SUPPLIED RECORDS.
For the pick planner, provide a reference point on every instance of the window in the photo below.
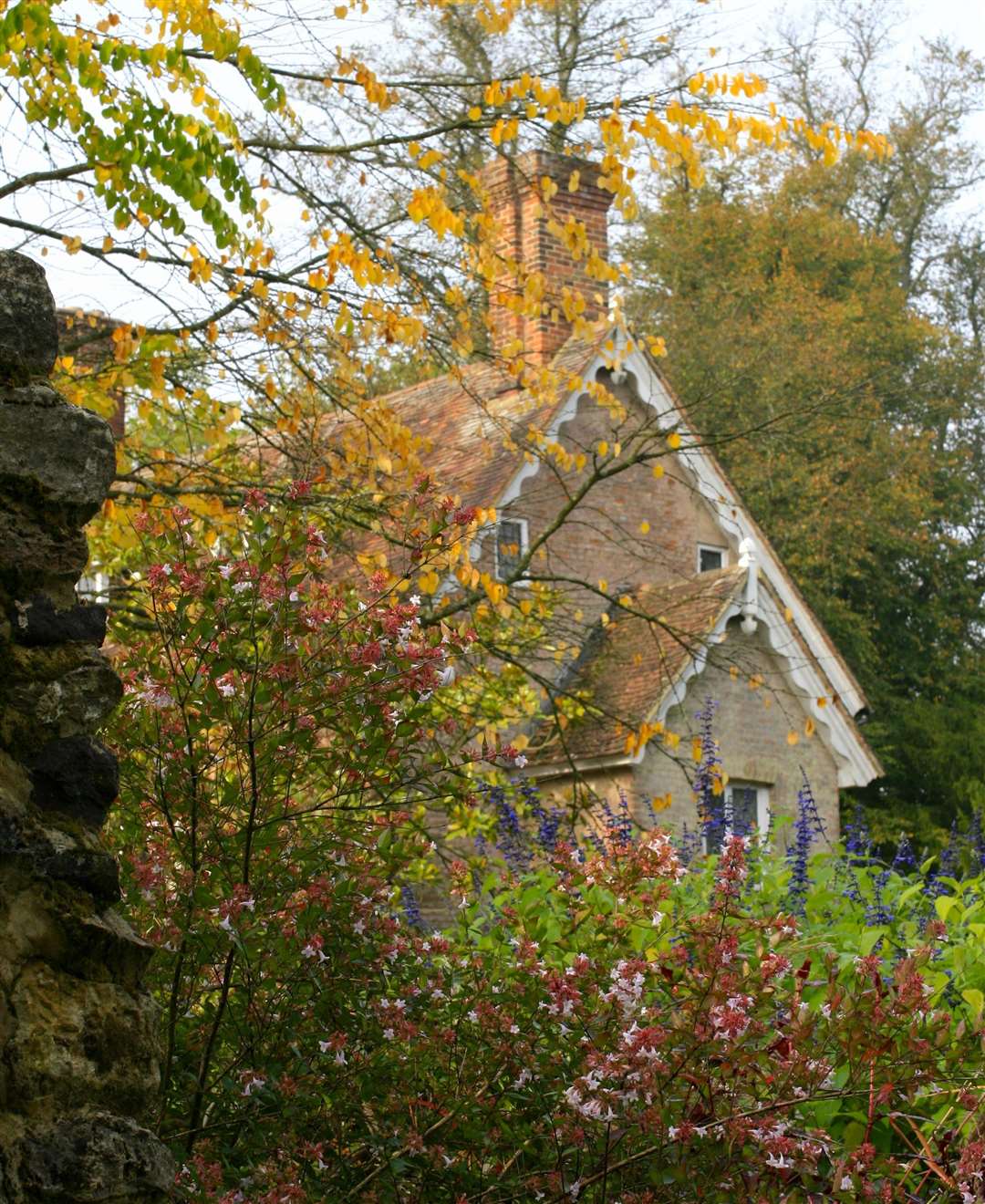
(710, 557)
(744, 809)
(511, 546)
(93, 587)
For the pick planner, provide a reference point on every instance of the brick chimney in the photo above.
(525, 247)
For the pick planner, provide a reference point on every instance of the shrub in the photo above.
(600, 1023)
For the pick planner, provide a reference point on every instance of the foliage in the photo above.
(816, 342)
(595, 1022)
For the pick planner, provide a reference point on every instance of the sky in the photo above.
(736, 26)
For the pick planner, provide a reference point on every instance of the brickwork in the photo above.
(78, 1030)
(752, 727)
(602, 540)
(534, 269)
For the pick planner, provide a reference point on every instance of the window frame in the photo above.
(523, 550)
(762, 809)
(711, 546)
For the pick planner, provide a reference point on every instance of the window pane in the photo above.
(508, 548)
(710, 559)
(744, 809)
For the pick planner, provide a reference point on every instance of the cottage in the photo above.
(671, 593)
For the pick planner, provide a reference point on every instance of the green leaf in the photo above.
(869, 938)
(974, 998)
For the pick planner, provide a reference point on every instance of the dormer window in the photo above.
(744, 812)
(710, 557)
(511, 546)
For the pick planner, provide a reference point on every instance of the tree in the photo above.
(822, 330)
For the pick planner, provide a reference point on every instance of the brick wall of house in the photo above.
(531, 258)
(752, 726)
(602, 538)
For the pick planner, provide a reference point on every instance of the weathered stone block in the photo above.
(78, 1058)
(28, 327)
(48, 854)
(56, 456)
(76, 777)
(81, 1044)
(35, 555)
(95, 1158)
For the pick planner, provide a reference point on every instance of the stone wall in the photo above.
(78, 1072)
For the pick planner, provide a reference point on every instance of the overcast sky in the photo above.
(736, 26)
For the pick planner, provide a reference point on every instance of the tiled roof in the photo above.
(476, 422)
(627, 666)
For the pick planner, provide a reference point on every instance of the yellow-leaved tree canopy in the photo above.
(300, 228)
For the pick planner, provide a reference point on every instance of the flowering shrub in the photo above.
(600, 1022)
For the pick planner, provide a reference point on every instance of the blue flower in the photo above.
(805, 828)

* * *

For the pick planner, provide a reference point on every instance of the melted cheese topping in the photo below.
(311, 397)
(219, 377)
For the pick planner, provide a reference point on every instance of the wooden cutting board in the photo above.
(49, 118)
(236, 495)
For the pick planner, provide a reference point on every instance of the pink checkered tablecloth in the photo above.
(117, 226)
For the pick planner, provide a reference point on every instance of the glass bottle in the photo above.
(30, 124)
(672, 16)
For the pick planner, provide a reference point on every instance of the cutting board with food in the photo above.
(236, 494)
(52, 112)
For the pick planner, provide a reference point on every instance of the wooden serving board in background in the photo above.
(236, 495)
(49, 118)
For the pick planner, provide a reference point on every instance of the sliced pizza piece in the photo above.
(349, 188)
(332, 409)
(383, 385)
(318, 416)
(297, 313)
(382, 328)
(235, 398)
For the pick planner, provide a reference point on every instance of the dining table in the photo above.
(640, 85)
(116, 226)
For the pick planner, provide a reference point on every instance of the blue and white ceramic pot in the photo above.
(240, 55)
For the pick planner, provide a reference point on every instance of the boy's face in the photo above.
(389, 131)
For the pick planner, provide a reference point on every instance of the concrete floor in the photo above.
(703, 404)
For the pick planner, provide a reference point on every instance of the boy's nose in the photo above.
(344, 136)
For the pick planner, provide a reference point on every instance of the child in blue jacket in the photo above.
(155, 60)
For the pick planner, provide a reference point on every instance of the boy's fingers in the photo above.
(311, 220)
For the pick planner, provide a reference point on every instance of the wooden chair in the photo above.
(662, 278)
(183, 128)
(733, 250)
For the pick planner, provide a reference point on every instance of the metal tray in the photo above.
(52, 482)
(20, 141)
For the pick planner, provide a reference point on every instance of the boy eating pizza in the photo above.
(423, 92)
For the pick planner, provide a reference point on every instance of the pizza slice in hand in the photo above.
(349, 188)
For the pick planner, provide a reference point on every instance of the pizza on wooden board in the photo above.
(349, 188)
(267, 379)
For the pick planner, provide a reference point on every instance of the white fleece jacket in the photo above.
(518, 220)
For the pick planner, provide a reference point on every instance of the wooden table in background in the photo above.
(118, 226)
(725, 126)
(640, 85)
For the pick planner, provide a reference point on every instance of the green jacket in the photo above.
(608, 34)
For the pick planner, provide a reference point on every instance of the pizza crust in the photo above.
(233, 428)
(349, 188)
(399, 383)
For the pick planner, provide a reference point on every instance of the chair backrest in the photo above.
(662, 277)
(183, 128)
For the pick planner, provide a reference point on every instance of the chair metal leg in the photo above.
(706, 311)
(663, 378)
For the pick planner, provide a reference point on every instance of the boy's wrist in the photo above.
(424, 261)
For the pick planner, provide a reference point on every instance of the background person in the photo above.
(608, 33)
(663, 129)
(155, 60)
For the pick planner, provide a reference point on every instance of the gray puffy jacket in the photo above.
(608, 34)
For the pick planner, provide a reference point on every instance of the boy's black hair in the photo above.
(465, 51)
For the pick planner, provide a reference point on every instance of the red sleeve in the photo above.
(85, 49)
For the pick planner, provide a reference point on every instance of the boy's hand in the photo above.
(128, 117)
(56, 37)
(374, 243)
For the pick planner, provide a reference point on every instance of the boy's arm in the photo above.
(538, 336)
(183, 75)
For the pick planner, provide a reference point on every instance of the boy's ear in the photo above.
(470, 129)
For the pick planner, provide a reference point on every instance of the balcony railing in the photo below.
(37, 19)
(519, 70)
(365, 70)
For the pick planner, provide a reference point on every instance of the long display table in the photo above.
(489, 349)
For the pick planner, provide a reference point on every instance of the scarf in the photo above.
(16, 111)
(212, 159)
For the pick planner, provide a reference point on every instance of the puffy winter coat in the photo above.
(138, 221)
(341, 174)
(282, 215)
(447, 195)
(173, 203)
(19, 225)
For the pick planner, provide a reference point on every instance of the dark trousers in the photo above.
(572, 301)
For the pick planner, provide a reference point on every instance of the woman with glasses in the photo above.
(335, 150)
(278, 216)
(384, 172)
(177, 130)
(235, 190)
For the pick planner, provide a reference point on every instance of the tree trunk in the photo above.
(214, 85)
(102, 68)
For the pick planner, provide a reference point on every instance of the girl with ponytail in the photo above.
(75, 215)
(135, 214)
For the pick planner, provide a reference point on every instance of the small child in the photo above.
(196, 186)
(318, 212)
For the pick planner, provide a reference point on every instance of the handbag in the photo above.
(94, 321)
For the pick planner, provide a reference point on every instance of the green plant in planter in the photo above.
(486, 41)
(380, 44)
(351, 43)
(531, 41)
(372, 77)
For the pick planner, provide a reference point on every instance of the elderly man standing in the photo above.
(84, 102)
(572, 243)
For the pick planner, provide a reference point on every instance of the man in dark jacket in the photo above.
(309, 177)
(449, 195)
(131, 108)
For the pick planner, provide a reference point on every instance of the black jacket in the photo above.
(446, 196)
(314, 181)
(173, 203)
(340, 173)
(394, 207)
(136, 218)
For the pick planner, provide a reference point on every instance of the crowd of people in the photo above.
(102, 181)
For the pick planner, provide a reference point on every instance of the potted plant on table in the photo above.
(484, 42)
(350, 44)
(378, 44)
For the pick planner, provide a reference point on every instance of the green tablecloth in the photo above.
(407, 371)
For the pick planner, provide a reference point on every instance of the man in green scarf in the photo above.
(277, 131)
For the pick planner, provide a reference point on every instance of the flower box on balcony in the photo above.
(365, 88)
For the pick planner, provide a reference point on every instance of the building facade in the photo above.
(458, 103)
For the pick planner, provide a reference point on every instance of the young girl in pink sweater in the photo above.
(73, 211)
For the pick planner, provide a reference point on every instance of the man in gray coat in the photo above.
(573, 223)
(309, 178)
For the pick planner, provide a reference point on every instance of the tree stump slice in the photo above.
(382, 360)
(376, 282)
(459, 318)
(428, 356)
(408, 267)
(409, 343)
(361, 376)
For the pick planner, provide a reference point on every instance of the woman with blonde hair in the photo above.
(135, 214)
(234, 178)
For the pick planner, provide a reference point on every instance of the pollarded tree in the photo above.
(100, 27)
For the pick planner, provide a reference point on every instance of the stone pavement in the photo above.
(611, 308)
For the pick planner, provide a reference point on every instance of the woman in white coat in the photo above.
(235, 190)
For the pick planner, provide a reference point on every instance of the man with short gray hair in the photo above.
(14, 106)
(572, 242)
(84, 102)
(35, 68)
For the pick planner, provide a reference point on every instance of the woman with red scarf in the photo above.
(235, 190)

==

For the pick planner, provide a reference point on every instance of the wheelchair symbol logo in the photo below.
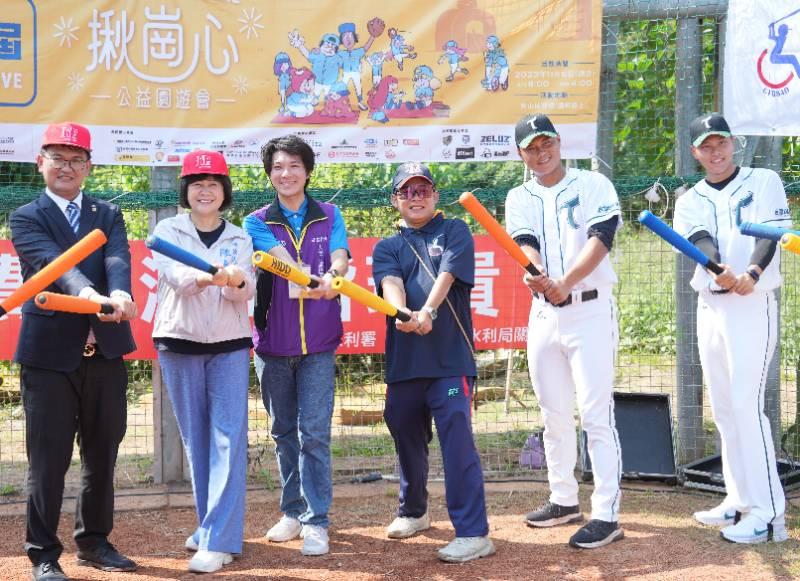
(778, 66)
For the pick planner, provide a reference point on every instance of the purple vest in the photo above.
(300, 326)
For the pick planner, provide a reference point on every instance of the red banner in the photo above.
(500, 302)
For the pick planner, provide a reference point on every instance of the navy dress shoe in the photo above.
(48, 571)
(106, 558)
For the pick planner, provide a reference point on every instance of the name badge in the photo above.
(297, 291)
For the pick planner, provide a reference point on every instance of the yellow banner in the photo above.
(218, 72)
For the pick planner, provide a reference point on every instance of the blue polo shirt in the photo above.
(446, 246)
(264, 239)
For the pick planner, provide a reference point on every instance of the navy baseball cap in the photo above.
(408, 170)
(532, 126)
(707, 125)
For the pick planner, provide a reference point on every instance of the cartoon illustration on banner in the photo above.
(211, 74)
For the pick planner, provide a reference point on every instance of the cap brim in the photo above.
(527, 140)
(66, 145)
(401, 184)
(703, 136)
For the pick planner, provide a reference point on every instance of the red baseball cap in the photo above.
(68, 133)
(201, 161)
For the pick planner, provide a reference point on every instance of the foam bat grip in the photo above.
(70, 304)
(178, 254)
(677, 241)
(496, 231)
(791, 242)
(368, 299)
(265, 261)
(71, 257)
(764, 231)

REQUIREMENT.
Which lines in the material above contain the string "white"? Pull out every one of them, treating uppercase and lowercase as different.

TASK SOLUTION.
For the pick planner, provide a reference point on every instance of the blue and white ceramic pot in the photo above.
For the pick planner, provide a reference point on every instance of the white fleece jacket in the photo above.
For the pick planner, provide a reference point on every instance of the woman in white coat in the photo above.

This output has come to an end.